▶ [Given records]

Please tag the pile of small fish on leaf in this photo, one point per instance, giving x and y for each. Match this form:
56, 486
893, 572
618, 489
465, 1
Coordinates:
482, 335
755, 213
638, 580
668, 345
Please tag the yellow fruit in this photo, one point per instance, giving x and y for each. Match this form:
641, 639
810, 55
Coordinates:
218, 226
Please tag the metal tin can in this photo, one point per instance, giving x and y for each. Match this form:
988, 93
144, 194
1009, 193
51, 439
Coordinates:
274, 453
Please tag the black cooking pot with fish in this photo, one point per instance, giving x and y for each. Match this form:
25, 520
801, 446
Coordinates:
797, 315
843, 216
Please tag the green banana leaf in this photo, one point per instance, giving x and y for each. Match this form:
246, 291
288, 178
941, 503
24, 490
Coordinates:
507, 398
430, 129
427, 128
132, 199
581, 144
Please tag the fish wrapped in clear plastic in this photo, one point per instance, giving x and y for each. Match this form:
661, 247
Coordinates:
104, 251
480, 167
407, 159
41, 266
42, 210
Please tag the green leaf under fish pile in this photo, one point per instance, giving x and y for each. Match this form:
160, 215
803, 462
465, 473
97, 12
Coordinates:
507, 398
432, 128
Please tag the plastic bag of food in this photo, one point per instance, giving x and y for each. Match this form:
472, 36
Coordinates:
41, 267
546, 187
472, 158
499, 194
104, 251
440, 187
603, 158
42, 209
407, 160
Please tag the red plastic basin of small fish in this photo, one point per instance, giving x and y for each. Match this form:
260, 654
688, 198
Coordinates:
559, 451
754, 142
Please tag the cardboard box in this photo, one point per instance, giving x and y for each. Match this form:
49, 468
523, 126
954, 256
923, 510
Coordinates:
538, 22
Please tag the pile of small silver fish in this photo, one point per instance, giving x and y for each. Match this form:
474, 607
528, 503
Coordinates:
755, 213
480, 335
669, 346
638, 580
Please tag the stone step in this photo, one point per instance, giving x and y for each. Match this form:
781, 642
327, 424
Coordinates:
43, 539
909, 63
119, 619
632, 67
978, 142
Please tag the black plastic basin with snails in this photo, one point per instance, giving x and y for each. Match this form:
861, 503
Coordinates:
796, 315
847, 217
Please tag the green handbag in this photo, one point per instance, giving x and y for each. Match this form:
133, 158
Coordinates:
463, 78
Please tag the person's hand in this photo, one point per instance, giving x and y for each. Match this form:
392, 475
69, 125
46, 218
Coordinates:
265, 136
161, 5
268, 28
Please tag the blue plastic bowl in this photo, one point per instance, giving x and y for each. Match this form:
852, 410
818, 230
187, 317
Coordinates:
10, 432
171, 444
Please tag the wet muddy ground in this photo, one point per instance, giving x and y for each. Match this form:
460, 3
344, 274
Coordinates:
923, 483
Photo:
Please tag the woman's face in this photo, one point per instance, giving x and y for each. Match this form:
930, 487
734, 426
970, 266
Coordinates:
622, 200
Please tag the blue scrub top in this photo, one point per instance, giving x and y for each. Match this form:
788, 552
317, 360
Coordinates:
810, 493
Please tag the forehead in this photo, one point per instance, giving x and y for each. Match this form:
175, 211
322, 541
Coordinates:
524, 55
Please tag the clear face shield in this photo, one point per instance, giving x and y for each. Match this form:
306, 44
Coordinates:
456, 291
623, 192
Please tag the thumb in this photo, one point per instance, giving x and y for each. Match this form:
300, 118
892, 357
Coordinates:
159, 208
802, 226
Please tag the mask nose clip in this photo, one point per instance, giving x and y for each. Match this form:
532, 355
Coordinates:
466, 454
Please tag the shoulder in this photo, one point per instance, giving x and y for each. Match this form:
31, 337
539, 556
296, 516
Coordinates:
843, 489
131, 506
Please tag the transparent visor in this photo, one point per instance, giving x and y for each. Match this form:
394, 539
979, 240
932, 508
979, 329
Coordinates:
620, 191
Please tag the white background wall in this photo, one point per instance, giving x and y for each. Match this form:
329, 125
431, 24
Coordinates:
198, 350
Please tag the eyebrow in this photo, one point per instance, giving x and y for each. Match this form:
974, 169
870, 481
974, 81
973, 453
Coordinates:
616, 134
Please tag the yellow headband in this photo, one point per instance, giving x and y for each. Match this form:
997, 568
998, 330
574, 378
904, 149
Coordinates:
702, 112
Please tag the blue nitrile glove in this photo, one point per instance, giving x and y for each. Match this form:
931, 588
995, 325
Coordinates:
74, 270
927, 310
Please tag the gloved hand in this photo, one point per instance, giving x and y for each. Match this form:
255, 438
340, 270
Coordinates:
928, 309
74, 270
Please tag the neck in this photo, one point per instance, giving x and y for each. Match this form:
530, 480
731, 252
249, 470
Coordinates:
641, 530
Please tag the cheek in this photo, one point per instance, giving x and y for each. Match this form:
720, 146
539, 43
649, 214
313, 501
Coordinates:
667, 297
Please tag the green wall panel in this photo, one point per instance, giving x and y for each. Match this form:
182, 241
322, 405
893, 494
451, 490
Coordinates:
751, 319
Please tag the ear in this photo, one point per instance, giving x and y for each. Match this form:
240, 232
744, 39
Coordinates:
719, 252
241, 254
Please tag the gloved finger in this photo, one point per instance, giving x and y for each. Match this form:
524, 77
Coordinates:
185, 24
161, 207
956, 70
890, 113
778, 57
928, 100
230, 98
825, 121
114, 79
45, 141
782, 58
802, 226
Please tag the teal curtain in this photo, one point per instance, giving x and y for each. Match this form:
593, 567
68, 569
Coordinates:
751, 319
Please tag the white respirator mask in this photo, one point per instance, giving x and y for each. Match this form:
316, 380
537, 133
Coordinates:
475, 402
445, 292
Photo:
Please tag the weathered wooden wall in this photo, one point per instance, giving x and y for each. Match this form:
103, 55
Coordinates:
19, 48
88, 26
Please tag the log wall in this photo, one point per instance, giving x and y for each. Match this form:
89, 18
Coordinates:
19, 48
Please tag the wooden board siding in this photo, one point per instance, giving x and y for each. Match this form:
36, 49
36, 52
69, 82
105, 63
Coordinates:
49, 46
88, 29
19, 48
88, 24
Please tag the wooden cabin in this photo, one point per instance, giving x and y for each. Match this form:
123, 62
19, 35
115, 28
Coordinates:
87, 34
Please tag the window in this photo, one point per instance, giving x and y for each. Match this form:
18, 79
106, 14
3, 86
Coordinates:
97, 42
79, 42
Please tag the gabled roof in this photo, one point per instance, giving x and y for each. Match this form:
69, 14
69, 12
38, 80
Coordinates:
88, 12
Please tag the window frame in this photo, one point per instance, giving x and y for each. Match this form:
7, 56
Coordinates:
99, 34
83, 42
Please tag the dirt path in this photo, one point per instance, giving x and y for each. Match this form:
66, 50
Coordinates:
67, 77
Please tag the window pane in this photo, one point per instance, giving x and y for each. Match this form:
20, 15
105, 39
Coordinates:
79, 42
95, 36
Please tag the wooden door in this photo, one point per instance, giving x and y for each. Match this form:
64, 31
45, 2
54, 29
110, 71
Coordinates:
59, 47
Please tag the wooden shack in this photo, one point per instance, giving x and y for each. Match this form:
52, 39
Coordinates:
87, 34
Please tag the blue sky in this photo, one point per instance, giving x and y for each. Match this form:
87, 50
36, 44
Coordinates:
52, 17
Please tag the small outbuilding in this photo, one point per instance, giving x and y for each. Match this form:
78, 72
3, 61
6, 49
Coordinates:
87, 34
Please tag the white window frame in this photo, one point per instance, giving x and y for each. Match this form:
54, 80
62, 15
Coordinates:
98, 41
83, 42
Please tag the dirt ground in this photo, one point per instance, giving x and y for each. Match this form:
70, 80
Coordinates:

▶ [What you will do] Transcribe every entry word for word.

▶ [Response to this task]
Please tag the pile of small fish on leaf in this photo, one point per instance, giving x and y for each. Match this form:
56, 486
893, 572
618, 489
465, 1
Coordinates:
482, 335
755, 213
638, 580
668, 345
Please tag the yellow fruit in this photo, one point per instance, giving x and y for each. Match this form:
641, 639
810, 55
Coordinates:
218, 226
Please tag the metal tin can in this photo, one point per instance, giving x and y for each. Match this form:
988, 93
144, 194
1009, 193
51, 439
Coordinates:
274, 453
Please tag the black cooking pot with fish in this photo, one point per instance, giving x and y for each. Match this form:
25, 520
801, 446
Coordinates:
797, 315
843, 216
Please tag the green banana leaf in this photo, one point per instance, giving x and y for each. Match this form:
246, 291
288, 178
941, 503
24, 490
Coordinates:
507, 398
430, 129
427, 128
132, 199
581, 144
Please tag the fish wrapped in clear plastic in this photo, one point per instance, giving x and y for each. Match this form:
661, 247
Coordinates:
104, 251
480, 167
407, 159
41, 266
42, 210
Please tag the green leaf under fish pile in this photo, one point per instance, giving x and y for each. Match this form:
160, 215
803, 462
465, 473
97, 12
Coordinates:
507, 398
432, 128
Please tag the plastic bag of food in this photo, one point per instance, giving x and y for each. Match this form:
472, 36
Coordinates:
41, 267
546, 187
472, 158
499, 194
104, 251
440, 187
603, 158
42, 209
407, 160
Please tag the red plastic basin of small fish in this photo, one point per instance, giving x and y for each. Match this form:
260, 654
688, 198
Coordinates:
559, 451
754, 142
Please tag the cardboard box in this photo, one point per instance, giving x and y for each. Match this form:
49, 468
523, 126
954, 256
923, 510
Coordinates:
538, 22
Please tag the pile of small silver fish in this photo, one point per instance, giving x and y for each. Match this form:
474, 607
528, 503
Coordinates:
755, 213
480, 335
669, 346
638, 580
Please tag the stone step in this photo, one point per instance, giving x and y for each. Match this form:
781, 642
327, 424
Coordinates:
43, 539
909, 63
119, 619
632, 67
978, 142
Please tag the black plastic basin with snails in this photo, one point per instance, giving x and y for each. Match this form:
861, 503
Coordinates:
796, 315
847, 217
Please tag the green handbag in this photo, one point per instance, giving x and y for each. Match this form:
133, 158
Coordinates:
463, 78
Please tag the person's hand in this photo, one point per instance, giving x and y for each. Match this form:
392, 475
69, 125
46, 218
Coordinates:
265, 136
161, 5
268, 28
Please tag the blue plastic bowl in this photo, one point per instance, giving x and y for each. Match this form:
852, 410
818, 230
187, 317
Coordinates:
10, 432
171, 444
Please tag the wet muddy ground in this photo, one point per instance, giving x and y for each. Match this form:
460, 3
344, 274
Coordinates:
923, 483
Photo:
Please tag the woman's face in this photo, one point per instance, giving x and y for each. Match this form:
930, 487
734, 426
970, 266
Coordinates:
622, 200
Please tag the blue scrub top in this photo, one point per instance, giving x and y for each. Match this form:
788, 552
317, 360
Coordinates:
810, 493
Please tag the forehead in this photo, one point per instance, giving x and y for each. Match this form:
175, 211
322, 541
Coordinates:
524, 55
Please tag the clear face shield in this photo, one point per instance, giving x and y for each. Match this form:
306, 44
Coordinates:
456, 291
623, 192
Please tag the thumb in this photo, one point per instance, giving x and y for each. Match this form:
300, 118
892, 357
Coordinates:
159, 208
802, 226
Please tag the mask nose clip in this photo, one point per instance, giving x and y for each. Match this form:
532, 355
Coordinates:
466, 454
Please tag the shoulder in this photo, one point per instance, giving x and y for each. Match this form:
31, 337
539, 556
296, 516
Coordinates:
843, 489
131, 506
Please tag the transparent visor in this photo, one point per instance, giving x and y for each. Match this form:
394, 539
979, 240
932, 508
979, 329
Coordinates:
620, 191
Please tag the white background wall in this photo, one point per instance, giving x and y for each. Match this form:
329, 125
431, 24
Coordinates:
198, 350
Please tag the eyebrow in this photo, one point per instance, giving x and y for each. Match this form:
974, 169
870, 481
974, 81
973, 453
Coordinates:
616, 134
Please tag the yellow headband in this photo, one point per instance, giving x and y for each. Match this form:
997, 568
998, 330
574, 378
904, 149
Coordinates:
702, 112
Please tag the blue nitrile glove in this photo, one point per instance, giving x and y for each. Match this form:
931, 588
995, 325
Coordinates:
74, 270
927, 310
Please tag the gloved hand in this photo, one point per instance, giving x and y for each. Match this form:
255, 438
340, 270
Coordinates:
928, 309
74, 270
Please tag the neck in this photo, one point per instance, giving x and y for each. Match this form:
530, 480
731, 252
249, 470
Coordinates:
641, 530
Please tag the cheek in this photo, one point per instance, giving x and y for each. Match this form:
720, 146
539, 43
649, 214
313, 501
Coordinates:
667, 297
Please tag the green wall panel in this photo, one point per instance, giving x and y for each. Match this form:
182, 241
322, 405
893, 494
451, 490
Coordinates:
751, 319
Please tag the ear in this photo, one point per instance, giving x and y for each. Match this form:
240, 232
744, 39
Coordinates:
719, 252
241, 254
Please tag the gloved finger in this photo, one point per instance, giving x and y for each. Match this form:
524, 77
Coordinates:
185, 24
161, 207
956, 70
890, 113
778, 57
928, 100
230, 98
825, 121
114, 79
45, 141
782, 58
802, 226
Please tag the teal curtain in this photo, one point per instance, giving x and y for each. Match this form:
593, 567
68, 569
Coordinates:
751, 319
Please tag the white respirator mask in this photo, one point per instance, giving x and y for each. Match this form:
316, 380
537, 133
Coordinates:
475, 402
445, 292
Photo:
Please tag the weathered wooden wall in this photo, one point per instance, giving x and y for each. Match this form:
103, 55
Coordinates:
19, 48
88, 26
Please tag the log wall in this photo, one point per instance, giving x and y for each. Match this form:
89, 18
Coordinates:
19, 48
Please tag the wooden board siding in this photo, one point per instance, giving x and y for each. Match this form:
36, 49
36, 52
69, 82
105, 63
Coordinates:
49, 46
88, 29
19, 48
88, 24
Please tag the wooden cabin in this photo, one point per instance, giving x and y for each. Match this form:
123, 62
19, 35
115, 28
Coordinates:
87, 34
Please tag the window in this photo, one point per instance, giving x and y for each. Match this form:
18, 79
106, 14
3, 86
Coordinates:
97, 42
79, 42
Please tag the gabled roof in this photo, one point per instance, giving x and y for each. Match this form:
69, 14
69, 12
38, 80
Coordinates:
88, 12
Please tag the window frame in this photo, one point per instance, giving x and y for each. Match this form:
7, 56
Coordinates:
99, 34
83, 42
Please tag the dirt path in this photo, one point per instance, giving x and y for each. Match this form:
66, 50
Coordinates:
67, 77
Please tag the window pane in this photo, one point per instance, giving x and y for each. Match this form:
20, 15
105, 39
Coordinates:
79, 42
95, 36
Please tag the wooden door in this photo, one point per instance, giving x and y for each. Match this form:
64, 31
45, 2
54, 29
110, 71
Coordinates:
59, 47
Please tag the wooden shack in this photo, one point per instance, giving x and y for each. Match this form:
52, 39
Coordinates:
87, 34
Please tag the blue sky in this photo, one point per instance, giving x and y for each. Match this form:
87, 50
36, 44
Coordinates:
52, 17
Please tag the small outbuilding in this photo, one point per instance, giving x and y for each. Match this form:
78, 72
3, 61
6, 49
Coordinates:
87, 34
Please tag the white window frame in this photo, one point per instance, giving x and y for each. Match this form:
54, 80
62, 15
Coordinates:
98, 41
83, 42
Please tag the dirt ground in this photo, one point per instance, giving x and y for each. Match this form:
70, 80
Coordinates:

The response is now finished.